§ PROBLEM DESCRIPTION
If a line in the entries below includes the string "tunnel", copy it out.

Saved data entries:
-- Opening Marker --
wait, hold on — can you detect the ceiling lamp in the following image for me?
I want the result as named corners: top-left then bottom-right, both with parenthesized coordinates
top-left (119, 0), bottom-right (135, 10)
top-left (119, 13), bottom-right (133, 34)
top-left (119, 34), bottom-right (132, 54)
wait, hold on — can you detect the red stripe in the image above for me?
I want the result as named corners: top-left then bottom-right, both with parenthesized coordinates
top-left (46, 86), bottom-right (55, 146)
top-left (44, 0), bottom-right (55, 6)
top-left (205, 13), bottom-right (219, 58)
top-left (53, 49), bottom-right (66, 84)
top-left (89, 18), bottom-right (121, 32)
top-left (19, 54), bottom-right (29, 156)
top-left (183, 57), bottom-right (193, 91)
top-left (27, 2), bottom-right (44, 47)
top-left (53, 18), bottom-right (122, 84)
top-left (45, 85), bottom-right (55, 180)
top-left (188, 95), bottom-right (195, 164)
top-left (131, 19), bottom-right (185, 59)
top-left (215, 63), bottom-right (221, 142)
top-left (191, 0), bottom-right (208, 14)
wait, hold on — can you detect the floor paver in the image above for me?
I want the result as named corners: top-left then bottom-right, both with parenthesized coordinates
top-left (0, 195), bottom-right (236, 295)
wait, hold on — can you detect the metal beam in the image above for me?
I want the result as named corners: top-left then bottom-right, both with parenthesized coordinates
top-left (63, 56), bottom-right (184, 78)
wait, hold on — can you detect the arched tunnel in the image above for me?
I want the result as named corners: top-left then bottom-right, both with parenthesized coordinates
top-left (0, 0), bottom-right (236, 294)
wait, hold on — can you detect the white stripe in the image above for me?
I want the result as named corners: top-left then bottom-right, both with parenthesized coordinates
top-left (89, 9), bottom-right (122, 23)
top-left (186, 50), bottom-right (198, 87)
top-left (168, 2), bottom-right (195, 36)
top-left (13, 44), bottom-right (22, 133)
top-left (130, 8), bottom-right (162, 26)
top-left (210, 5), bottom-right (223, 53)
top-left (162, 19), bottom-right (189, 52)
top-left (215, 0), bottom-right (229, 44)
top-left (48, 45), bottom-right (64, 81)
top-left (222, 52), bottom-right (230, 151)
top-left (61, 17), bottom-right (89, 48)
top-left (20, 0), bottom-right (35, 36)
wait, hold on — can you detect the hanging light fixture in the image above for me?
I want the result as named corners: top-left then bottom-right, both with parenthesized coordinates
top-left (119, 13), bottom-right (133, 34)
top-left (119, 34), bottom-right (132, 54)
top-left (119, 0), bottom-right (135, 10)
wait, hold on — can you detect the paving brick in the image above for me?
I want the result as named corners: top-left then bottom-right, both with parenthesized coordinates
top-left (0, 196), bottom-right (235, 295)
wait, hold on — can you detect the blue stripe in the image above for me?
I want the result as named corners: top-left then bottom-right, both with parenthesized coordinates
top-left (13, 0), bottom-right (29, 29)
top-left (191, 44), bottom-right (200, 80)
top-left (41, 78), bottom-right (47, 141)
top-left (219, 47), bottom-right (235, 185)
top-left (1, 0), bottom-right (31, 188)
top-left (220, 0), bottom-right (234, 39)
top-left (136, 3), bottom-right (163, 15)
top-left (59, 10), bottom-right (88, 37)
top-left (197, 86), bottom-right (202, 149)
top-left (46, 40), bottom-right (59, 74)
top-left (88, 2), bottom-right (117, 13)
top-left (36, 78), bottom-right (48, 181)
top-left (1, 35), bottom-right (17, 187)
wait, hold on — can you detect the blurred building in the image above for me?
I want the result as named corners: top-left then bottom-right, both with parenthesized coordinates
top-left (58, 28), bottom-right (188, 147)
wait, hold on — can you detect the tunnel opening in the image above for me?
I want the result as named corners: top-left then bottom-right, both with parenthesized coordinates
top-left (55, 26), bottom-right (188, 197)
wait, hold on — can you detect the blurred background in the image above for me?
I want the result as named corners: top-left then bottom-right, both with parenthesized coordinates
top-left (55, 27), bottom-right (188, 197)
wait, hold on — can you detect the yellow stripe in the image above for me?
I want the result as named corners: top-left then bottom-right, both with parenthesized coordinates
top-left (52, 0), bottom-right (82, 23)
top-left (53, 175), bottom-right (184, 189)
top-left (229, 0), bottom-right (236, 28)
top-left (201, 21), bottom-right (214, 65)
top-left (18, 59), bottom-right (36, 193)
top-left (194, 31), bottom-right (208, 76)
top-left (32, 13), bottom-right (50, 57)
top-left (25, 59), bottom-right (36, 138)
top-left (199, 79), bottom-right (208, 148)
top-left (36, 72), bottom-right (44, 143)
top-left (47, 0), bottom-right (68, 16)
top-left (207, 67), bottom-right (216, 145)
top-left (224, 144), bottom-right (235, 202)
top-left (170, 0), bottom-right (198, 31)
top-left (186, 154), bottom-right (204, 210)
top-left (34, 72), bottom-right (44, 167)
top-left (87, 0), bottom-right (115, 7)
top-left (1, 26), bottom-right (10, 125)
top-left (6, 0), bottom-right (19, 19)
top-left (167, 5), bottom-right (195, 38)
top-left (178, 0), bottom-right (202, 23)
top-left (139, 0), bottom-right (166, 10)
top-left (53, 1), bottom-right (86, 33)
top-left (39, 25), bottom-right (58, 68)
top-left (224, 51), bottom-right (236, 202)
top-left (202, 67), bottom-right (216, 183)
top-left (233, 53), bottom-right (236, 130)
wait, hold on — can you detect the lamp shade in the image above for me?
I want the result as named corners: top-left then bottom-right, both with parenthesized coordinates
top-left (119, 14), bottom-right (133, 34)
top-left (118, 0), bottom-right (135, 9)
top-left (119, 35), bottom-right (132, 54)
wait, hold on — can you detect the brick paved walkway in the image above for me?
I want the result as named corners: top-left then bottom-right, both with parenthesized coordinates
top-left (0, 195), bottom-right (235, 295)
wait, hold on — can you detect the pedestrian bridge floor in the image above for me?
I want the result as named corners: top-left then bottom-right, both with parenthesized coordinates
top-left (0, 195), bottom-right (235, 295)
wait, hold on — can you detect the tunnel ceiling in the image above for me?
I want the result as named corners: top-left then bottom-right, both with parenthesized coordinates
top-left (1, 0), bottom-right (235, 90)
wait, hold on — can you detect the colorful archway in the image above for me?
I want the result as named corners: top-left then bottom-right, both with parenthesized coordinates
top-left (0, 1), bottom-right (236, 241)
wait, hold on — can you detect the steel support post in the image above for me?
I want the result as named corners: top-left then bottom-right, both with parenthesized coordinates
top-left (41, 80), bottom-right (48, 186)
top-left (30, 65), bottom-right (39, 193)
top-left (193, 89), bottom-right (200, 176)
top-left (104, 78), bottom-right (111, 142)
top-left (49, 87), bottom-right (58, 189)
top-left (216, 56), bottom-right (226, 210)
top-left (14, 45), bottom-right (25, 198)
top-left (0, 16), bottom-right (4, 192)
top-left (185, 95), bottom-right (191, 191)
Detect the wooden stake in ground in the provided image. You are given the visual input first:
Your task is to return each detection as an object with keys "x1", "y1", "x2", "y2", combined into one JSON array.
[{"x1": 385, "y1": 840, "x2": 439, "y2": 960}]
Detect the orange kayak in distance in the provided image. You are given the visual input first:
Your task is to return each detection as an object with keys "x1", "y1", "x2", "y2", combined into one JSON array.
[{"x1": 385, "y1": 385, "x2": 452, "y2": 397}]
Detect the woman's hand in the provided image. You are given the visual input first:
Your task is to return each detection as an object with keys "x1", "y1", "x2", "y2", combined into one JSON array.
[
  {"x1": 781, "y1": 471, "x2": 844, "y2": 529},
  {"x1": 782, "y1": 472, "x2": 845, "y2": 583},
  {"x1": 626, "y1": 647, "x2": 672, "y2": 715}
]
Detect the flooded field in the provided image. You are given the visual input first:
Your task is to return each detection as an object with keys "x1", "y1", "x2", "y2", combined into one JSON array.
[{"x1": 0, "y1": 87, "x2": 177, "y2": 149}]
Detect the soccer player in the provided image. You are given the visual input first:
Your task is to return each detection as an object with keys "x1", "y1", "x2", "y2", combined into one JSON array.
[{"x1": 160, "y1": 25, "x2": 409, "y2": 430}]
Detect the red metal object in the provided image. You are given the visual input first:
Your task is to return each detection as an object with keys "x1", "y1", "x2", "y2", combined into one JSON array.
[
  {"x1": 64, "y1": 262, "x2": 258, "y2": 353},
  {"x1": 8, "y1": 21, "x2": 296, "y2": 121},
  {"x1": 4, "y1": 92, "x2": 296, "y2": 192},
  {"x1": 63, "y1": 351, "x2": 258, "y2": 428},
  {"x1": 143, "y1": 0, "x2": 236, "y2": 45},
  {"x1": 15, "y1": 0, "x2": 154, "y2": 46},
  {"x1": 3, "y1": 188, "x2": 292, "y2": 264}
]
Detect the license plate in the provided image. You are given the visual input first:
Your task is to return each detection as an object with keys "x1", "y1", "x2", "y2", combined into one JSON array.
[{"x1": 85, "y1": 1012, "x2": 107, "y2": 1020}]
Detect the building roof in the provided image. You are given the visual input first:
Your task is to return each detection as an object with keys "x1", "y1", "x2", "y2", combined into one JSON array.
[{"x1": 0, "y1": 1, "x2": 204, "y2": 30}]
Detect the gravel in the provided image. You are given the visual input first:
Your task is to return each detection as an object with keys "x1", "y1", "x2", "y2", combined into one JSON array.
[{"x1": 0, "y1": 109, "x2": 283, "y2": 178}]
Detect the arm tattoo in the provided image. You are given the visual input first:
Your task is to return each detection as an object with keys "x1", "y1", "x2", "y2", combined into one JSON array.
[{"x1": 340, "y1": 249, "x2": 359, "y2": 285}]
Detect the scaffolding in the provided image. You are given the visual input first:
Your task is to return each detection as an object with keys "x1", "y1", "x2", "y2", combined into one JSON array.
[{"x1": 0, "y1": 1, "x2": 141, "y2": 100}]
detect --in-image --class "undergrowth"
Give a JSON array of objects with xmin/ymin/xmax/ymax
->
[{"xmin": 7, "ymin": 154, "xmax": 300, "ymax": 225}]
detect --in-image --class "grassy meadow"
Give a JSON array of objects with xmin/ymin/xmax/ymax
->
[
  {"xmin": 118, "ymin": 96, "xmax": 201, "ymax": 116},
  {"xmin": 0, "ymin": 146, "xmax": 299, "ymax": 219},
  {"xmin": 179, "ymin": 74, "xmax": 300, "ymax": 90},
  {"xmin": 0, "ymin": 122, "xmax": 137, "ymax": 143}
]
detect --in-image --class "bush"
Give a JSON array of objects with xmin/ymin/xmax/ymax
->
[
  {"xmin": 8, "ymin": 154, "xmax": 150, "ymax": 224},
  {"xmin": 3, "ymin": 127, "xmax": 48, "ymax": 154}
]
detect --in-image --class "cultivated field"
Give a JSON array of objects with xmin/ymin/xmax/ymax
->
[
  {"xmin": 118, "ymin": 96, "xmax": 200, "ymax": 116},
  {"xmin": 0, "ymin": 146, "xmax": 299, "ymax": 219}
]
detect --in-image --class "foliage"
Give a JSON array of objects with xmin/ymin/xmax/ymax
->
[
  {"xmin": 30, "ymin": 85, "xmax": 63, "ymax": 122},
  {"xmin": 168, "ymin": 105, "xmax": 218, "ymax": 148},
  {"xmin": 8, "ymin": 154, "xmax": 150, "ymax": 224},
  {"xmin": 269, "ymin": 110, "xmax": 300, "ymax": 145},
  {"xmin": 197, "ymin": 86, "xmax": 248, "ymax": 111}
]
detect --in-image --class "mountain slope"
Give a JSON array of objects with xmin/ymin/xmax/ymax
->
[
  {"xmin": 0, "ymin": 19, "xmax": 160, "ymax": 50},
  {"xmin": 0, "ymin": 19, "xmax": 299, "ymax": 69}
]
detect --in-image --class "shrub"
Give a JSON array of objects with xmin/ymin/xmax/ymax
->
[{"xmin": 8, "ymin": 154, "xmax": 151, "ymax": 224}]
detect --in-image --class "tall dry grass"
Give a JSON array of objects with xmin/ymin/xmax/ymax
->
-- Closing Marker --
§ WORKED SOLUTION
wait, hold on — can you detect the arched tunnel in the image above for me?
wait, hold on — can you detect the tunnel opening in the image above for me?
wait, hold on — can you detect the tunnel ceiling in the image above for me?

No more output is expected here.